Hari Perempuan Sedunia, 8 Maret 2012 baru saja lewat.
Biasanya saya akan menerima kiriman refleksi atau ajakan untuk merayakan momen tersebut secara kreatif, entah dalam aksi bersama maupun meditasi pribadi. Tapi ternyata hari itu terlewatkan begitu saja. Hanya sehari kemudian, saya mendapati artikel yang ditulis oleh Aris Zardens dalam Kompasiana dengan judul “Iklan dan Pembebasan Tubuh Perempuan, Sebuah Usaha Humanisasi Menurut Pemikiran Simone De Beauvoir”.
Artikel yang sungguh menarik, mencerahkan, tapi juga lumayan berat untuk dipahami!
Tiba-tiba artikel itu mengingatkan saya pada tiga bentuk realitas kehidupan yang berhubungan dengan tubuh perempuan. Artikel itu menjumpakan saya bahkan menggugah saya untuk berdialog kembali dengan tiga bentuk realitas kehidupan tersebut yang pernah singgah dalam ingatan saya.

> DAFTAR DATA
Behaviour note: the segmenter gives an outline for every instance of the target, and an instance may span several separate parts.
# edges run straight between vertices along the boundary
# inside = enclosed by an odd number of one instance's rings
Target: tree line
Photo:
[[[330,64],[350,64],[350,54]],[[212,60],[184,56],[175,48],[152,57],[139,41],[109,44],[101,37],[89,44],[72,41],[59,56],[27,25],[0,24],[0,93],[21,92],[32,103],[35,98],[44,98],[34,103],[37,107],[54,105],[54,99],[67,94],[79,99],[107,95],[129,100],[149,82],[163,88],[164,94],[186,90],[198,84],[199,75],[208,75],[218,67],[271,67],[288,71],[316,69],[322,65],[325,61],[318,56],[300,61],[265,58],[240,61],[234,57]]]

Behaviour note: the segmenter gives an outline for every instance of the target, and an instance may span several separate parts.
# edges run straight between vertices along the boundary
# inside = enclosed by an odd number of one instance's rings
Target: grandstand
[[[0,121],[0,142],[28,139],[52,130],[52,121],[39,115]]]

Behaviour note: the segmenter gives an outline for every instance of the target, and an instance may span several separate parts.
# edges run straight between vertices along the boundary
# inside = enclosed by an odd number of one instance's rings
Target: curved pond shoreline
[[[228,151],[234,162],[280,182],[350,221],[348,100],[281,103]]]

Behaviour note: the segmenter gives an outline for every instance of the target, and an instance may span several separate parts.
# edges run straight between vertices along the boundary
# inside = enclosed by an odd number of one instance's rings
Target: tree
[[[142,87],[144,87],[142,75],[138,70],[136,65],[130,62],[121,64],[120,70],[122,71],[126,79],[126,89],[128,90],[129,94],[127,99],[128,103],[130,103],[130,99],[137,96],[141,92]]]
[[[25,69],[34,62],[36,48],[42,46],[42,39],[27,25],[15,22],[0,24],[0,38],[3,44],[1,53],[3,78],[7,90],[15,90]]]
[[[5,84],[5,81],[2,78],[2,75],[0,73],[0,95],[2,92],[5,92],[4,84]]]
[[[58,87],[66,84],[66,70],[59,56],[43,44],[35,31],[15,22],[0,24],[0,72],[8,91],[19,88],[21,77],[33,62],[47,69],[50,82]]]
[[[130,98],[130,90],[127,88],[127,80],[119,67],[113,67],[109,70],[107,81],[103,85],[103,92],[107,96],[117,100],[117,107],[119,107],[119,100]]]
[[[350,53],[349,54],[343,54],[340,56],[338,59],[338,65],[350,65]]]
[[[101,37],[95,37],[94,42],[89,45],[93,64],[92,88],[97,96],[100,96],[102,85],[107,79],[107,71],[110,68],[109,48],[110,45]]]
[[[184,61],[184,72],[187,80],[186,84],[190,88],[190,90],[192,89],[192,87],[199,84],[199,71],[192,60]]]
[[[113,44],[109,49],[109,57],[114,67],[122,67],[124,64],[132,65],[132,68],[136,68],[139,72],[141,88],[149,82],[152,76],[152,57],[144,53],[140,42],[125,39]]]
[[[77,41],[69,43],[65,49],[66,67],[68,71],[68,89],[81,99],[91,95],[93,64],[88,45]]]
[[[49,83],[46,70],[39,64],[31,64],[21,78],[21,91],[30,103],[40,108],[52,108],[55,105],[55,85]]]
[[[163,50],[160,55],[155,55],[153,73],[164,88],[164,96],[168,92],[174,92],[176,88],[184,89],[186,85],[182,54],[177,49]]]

> TUJUAN LATIHAN
Tuliskan ulang tanpa perubahan bagian bacaan tentang Hari Perempuan Sedunia di atas, dimulai dari "Hari Perempuan Sedunia, 8" dan diakhiri dengan "berat untuk dipahami!".

> PEMBAHASAN JAWABAN
Hari Perempuan Sedunia, 8 Maret 2012 baru saja lewat.
Biasanya saya akan menerima kiriman refleksi atau ajakan untuk merayakan momen tersebut secara kreatif, entah dalam aksi bersama maupun meditasi pribadi. Tapi ternyata hari itu terlewatkan begitu saja. Hanya sehari kemudian, saya mendapati artikel yang ditulis oleh Aris Zardens dalam Kompasiana dengan judul “Iklan dan Pembebasan Tubuh Perempuan, Sebuah Usaha Humanisasi Menurut Pemikiran Simone De Beauvoir”.
Artikel yang sungguh menarik, mencerahkan, tapi juga lumayan berat untuk dipahami!